Passage for review »
When you get a chance to have input on a public project or visioning, take it. Take advantage of these three opportunities now.
The DOT keeps asking what we want for La Crosse Street and we keep telling them, "NOT what you're proposing!" and they keep moving forward with what THEY want (not the same thing) anyway. So, while they are asking for citizen input, we can't guarantee they will listen to it.
The "reconditioning project" is scheduled for the summer of 2022, but the next, and possibly, final, deadline for the public to review and submit any comments is August 14, 2020. Submit written comments to Amanda Zacharias, contact person, at Azacharias@benesch.com.

Questions »
#1 In the text on public input for La Crosse Street, what is the next deadline for the public to submit comments?
#2 Extend the text on public input for La Crosse Street, picking up after its last sentence.
The material after this text is separate from it.

Material provided »
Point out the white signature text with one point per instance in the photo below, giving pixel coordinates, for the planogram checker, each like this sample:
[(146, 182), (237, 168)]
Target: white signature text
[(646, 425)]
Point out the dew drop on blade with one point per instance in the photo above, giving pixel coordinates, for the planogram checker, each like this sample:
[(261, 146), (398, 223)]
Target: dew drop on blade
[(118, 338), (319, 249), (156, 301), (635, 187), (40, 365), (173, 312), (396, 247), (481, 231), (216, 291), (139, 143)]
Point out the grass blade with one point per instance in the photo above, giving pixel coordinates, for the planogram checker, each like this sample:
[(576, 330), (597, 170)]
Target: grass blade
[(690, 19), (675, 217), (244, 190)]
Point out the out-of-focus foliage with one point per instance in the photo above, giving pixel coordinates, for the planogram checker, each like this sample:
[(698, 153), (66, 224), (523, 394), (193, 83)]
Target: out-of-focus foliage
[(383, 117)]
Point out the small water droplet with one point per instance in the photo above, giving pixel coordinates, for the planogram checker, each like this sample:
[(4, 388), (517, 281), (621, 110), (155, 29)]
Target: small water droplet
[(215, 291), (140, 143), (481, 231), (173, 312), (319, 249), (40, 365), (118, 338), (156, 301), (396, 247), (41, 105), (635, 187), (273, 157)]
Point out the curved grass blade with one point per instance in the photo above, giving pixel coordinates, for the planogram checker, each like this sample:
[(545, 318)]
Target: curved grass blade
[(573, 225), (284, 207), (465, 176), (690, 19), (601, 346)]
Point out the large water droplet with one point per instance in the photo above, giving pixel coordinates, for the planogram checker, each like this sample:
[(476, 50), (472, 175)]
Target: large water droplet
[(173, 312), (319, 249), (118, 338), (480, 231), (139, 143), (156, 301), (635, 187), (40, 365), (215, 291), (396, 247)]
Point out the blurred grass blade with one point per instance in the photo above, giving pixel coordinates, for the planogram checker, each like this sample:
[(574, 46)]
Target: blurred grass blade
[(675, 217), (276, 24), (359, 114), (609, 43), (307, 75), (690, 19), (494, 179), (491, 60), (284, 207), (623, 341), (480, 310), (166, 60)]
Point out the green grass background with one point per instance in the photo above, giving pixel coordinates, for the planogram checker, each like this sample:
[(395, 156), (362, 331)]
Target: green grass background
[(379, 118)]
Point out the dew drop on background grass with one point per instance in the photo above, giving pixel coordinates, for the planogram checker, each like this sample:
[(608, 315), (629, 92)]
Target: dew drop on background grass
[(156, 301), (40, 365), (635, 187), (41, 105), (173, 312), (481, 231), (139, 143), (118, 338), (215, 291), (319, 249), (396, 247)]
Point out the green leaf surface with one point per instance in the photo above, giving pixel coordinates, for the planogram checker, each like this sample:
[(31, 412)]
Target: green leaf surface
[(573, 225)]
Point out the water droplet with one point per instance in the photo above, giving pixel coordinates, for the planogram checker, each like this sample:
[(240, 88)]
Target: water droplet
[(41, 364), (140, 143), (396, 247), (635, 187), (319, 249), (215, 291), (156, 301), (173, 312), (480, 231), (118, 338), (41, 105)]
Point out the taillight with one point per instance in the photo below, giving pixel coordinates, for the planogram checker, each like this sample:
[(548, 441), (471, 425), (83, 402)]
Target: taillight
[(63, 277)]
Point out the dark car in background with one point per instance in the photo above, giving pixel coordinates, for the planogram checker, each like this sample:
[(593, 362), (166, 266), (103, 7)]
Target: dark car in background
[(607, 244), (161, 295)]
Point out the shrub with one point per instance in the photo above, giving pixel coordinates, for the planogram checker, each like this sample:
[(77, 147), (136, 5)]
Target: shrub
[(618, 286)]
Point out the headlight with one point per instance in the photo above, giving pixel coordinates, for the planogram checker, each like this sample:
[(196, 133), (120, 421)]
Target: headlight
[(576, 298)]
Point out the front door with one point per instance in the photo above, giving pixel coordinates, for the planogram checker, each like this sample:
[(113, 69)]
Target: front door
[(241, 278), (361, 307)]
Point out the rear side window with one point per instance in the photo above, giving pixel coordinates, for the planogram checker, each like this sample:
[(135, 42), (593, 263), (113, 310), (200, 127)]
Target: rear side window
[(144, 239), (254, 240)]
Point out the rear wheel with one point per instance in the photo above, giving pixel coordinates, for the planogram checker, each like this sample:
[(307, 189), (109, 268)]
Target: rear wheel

Expected responses »
#1 August 14, 2020.

#2
Due to the COVID-19 pandemic, in person public meetings have been suspended, and the DOT has replaced them with this virtual "Public Involvement Meeting." Find the link to attend at https://wisconsindot.gov/Pages/projects/by-region/sw/16-lacrosse/default.aspx
In 2015, the last time the DOT tried to revive the North-South highway nobody in the city wants either, the City hired Toole Design Group to provide an alternate vision of our transportation future. The group spent several days in La Crosse talking to groups, facilitating public input sessions, and making people feel like someone was finally listening. And I'm sure it wasn't cheap.
In their final report, they presented beautiful drawings of what we could have if planners really cared about people-centered, safer, multi-modal, climate conscious systems. Among the promises, a beautiful protected bike lane on Losey (the only straight-through north-south transportation corridor for several blocks, and a route that passes directly to retail and service establishments along that corridor) AND PBLs on South Ave. AND on La Crosse Street, too. (Protect bike lanes, also called cycle tracks, are those that have a physical barrier - planters, poles, blocks, curb, parked cars, etc. between bicyclists and moving traffic. It makes bicyclists feel much safer, widens the age and ability range of people comfortable bicycling, and increases safety and comfort of car drivers. See the National Association of City Transportation Officials (NACTO) Urban Bikeway Design Guide.)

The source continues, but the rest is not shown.